---------- PASSAGE PROVIDED ----------

It would not be surprising if the Korean managers of Samsung India approach trade unions in India with the perspective derived from Korea’s own history and culture. Indian trade unions have a different lineage and culture. Trade unions in India came up during the freedom movement, and were its integral part. The umbrella organisation of the freedom movement, the Congress, tried to incorporate workers and their unions into the anti-colonial movement, and gave them due recognition.
India’s trade unions were part of the founding of the International Labour Organisation, and drew upon, as well as contributed to, the normative regime for work. While work, in actual practice, fell far short of the prescribed norms for wage levels, work conditions and gender parity, the workers tried to secure them wherever they had unionised strength. Nationalist leaders often served as union leaders, at individual enterprise level and at federated and confederated levels.
The Samsung management’s opposition to an ‘outsider’ functioning as a union leader falls foul of this long-established union practice in India. Whether managements of individual enterprises like to see their workers unionised or not, unions perform three useful functions.
One, they give voice and agency to workers, strengthening democracy at the workplace and in society at large. In the process, they also tend to countervail, even if not thoroughly, baneful influences emanating from tradition, such as caste, and hostility to a faith other than one’s own, and the notion that women are helpless and undeserving of autonomy (na stree swatantryamarhati, says the Manusmriti).
Two, they tend to enlarge the market for goods and services, providing a boost to aggregate demand and growth. From the rationality of an individual enterprise, the smaller the outgo on labour, the greater the profits and profitability of the venture, incentivising greater investment and expansion. However, the smaller, in the aggregate, the share of the income accruing to labour, the smaller the demand for consumption. The well-off tend to save more and consume less. Workers tend to spend most of their income on goods and services. The greater the income workers have at their disposal, the greater the demand for goods and services, and vice versa.

---------- STORED DATA ----------

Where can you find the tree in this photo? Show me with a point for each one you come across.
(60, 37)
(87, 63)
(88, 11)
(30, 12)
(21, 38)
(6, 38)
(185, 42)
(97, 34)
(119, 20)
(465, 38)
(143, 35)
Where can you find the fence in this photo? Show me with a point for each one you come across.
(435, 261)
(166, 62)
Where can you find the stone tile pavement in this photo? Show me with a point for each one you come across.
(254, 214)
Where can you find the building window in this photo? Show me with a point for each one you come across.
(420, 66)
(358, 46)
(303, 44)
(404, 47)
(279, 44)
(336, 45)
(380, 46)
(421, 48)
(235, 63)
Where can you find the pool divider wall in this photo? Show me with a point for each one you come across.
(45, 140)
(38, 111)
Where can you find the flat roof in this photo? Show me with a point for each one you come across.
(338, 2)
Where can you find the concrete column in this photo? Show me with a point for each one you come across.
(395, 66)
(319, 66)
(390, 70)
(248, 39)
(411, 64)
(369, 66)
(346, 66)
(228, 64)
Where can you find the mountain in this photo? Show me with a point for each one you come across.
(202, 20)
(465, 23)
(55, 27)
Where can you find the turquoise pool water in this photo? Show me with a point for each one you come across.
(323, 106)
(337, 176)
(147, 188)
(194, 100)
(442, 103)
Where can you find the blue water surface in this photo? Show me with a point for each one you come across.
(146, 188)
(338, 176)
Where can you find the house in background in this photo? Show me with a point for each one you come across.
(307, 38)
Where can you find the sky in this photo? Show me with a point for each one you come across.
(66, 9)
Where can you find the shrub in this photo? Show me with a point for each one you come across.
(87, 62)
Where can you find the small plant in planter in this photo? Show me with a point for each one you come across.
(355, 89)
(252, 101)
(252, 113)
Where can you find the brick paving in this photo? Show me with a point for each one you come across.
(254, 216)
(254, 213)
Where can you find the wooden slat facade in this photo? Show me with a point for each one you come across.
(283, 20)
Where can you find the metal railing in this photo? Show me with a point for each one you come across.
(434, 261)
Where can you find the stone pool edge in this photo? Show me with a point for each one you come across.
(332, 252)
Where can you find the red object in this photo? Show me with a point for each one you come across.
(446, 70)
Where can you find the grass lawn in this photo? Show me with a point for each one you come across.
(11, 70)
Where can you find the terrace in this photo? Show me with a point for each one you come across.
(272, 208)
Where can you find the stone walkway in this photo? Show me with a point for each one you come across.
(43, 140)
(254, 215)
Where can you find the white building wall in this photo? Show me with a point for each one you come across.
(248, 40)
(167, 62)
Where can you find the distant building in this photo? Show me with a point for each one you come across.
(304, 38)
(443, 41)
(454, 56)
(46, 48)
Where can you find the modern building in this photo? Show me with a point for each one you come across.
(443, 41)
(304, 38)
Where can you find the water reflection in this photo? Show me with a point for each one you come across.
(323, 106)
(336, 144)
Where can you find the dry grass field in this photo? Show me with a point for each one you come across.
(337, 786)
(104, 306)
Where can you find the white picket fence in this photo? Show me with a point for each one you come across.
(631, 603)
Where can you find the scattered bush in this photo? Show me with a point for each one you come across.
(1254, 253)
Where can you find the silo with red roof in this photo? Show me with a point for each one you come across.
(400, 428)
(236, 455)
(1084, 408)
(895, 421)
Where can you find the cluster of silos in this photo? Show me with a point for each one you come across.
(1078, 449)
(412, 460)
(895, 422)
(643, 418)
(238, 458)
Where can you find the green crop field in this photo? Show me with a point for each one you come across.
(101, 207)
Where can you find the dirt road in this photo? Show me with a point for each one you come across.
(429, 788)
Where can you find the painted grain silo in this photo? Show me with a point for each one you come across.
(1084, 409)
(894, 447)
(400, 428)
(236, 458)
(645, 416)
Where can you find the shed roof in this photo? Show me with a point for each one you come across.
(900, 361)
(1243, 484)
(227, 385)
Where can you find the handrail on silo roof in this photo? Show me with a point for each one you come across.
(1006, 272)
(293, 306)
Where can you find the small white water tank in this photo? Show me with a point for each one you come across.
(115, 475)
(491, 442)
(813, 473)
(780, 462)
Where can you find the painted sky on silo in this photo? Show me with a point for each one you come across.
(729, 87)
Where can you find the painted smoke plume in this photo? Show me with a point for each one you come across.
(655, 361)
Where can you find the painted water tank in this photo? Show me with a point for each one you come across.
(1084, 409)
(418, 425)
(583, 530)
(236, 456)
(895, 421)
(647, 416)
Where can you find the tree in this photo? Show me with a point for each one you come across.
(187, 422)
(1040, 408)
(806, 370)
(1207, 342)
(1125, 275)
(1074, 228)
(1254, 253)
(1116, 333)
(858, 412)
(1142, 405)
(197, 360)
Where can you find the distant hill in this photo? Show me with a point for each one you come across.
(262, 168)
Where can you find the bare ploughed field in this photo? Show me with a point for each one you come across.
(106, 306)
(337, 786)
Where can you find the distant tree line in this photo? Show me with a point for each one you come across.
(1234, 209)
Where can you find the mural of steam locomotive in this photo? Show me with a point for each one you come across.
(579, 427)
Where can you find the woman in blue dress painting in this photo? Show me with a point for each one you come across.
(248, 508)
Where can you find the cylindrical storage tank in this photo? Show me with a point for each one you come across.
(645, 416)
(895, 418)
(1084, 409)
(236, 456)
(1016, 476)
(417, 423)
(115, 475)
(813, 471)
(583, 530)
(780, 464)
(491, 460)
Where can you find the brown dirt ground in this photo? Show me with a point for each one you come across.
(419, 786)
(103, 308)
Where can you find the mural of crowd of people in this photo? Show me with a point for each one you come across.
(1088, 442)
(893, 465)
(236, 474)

----------

■ **PROBLEMS TO WORK ON**
A - According to the passage on Indian trade unions, which baneful influences from tradition do unions tend to countervail? List all of them.
B - Answer these from the passage on Indian trade unions:
(i) Which international organization were India's trade unions part of founding?
(ii) What does the Samsung management oppose?
(iii) On what do workers tend to spend most of their income?
C - Does each statement agree with the passage on Indian trade unions? Answer yes or no, quoting the words that decide it.
(i) Trade unions in India came up after the freedom movement ended.
(ii) The well-off tend to save more and consume less.
(iii) Nationalist leaders served as union leaders only at the level of individual enterprises.
Rely only on the passage on Indian trade unions for your answers.

■ **SOLUTION SET**
A -
- Caste
- Hostility to a faith other than one's own
- The notion that women are helpless and undeserving of autonomy

B -
(i) The International Labour Organisation
(ii) An 'outsider' functioning as a union leader
(iii) Goods and services

C -
(i) No: "Trade unions in India came up during the freedom movement, and were its integral part."
(ii) Yes: "The well-off tend to save more and consume less."
(iii) No: "Nationalist leaders often served as union leaders, at individual enterprise level and at federated and confederated levels."